• Source:
━━━━━━━━

Difference between calling Iterators.rest on an array vs a range

I’m just curious why Iterators.rest yields different results depending on whether a range or an array is used. eg

df1 = DataFrame( :x=> 1:5) 

To start a loop on the second iteration of a range I would use


collect(Iterators.rest(eachindex(df1.x),1)) # state = 1
4-element Vector{Int64}:
 2
 3
 4
 5

The example in the docs use an array, and to start on the second iteration of an array would be

collect(Iterators.rest(collect(eachindex(df1.x)),2)) # state = 2
4-element Vector{Int64}:
 2
 3
 4
 5

I was just wondering what accounts for the difference?

Minor but important point, you’re not looking at the range, you’re looking at its indices eachindex, which in this case is a Base.OneTo(5). But if you remove that method call, this discrepancy remains.

The main point here is that state is not an iteration count or the corresponding item. See how the first two items below (1,2) are the same for the range and the array, but the states are different? Although states indicate iteration progress, there’s no expectation we can intuit the state that produces the n-th iteration. The state can actually be anything, even strings*.

━━━━━━━━

• Given material:
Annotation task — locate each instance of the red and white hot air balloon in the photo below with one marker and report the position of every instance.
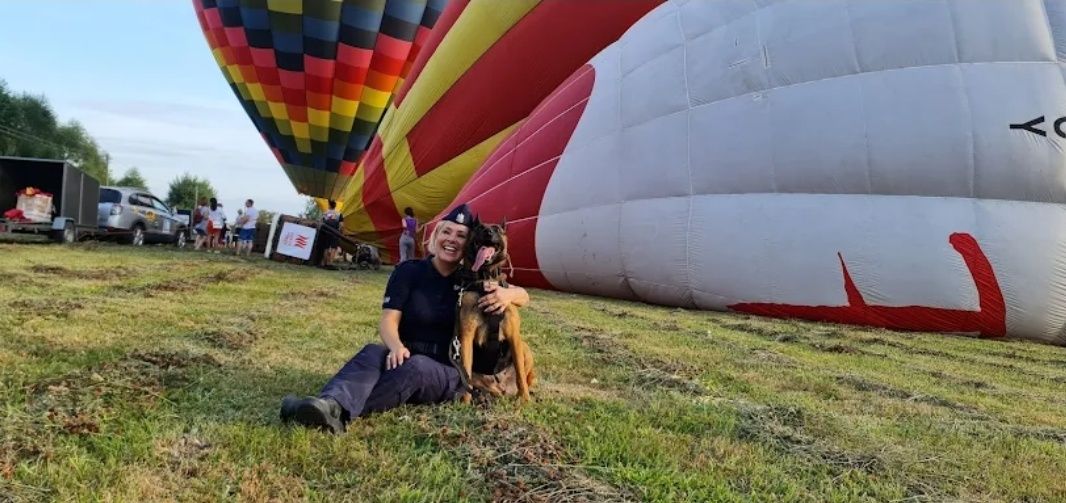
(886, 163)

━━━━━━━━

• Set exercise 1: In the Iterators.rest thread above, what does eachindex(df1.x) return in this case?
• Set exercise 2: Translate this sentence from the Iterators.rest thread into Spanish: "The main point here is that state is not an iteration count or the corresponding item."

• Expected output 1: A Base.OneTo(5).

• Expected output 2: El punto principal aquí es que el estado no es un recuento de iteraciones ni el elemento correspondiente.